Top of Dataset extract
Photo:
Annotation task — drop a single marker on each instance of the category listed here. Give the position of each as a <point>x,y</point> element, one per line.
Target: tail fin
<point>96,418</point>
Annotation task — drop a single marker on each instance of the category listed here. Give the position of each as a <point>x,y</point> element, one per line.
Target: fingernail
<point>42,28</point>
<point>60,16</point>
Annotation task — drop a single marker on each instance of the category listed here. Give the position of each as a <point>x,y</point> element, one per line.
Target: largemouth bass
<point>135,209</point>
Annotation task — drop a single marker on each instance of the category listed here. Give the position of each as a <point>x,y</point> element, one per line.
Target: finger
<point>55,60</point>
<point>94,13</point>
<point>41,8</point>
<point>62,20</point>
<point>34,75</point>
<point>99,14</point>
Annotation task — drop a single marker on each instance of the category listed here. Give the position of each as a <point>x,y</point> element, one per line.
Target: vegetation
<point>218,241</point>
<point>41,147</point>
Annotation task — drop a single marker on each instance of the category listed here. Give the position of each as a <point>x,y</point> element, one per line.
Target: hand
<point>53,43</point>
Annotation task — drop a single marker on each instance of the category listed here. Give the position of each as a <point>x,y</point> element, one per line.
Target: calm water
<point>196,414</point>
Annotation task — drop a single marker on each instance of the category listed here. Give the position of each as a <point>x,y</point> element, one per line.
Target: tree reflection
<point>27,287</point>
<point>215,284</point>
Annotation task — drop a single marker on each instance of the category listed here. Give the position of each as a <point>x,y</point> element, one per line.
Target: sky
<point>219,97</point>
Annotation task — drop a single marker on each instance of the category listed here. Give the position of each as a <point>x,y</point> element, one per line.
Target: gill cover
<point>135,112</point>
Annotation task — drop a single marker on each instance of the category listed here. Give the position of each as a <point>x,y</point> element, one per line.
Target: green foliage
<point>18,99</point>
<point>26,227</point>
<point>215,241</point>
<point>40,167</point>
Bottom of Dataset extract
Work instruction: Every line of the data above should be copied exactly.

Exercise answer:
Photo:
Annotation task — drop a single marker on each instance of the category listed here. Give the position of each as a <point>x,y</point> element, one per line.
Target: tail fin
<point>96,418</point>
Annotation task — drop a single marker on each instance of the category listed here. Give the position of each as a <point>x,y</point> element, one per line.
Target: fingernail
<point>42,28</point>
<point>60,16</point>
Annotation task — drop a single marker on each instance of the category listed here. Give the position of each as a <point>x,y</point> element, one per line.
Target: largemouth bass
<point>135,209</point>
Annotation task — drop a single marker on each instance of the category listed here. Give the position of each as a <point>x,y</point> element, one per line.
Target: finger
<point>55,60</point>
<point>94,13</point>
<point>41,8</point>
<point>62,20</point>
<point>34,75</point>
<point>99,14</point>
Annotation task — drop a single marker on each instance of the category listed here. Give the position of each as a <point>x,y</point> element, one per line.
Target: vegetation
<point>218,241</point>
<point>41,147</point>
Annotation task — drop a single marker on each instance of the category listed here. Give the position of each as a <point>x,y</point> element, one per line.
Target: hand
<point>53,43</point>
Annotation task — drop a single marker on each instance of the category listed here. Give the position of each as a <point>x,y</point> element, one per line.
Target: calm water
<point>196,414</point>
Annotation task — drop a single marker on each instance of the category listed here. Give the position of each as a <point>x,y</point> element, one per line.
Target: tree reflection
<point>27,287</point>
<point>215,284</point>
Annotation task — drop a single marker on each instance of the category listed here. Give the position of each as a <point>x,y</point> element, one per line.
Target: sky
<point>219,97</point>
Annotation task — drop a single marker on each instance of the category listed here. Give the position of each as a <point>x,y</point> element, one per line.
Target: gill cover
<point>135,112</point>
Annotation task — drop a single marker on each instance of the category listed here. Give the position of each as a <point>x,y</point> element, one per line.
Target: green foliage
<point>18,99</point>
<point>26,227</point>
<point>215,241</point>
<point>40,167</point>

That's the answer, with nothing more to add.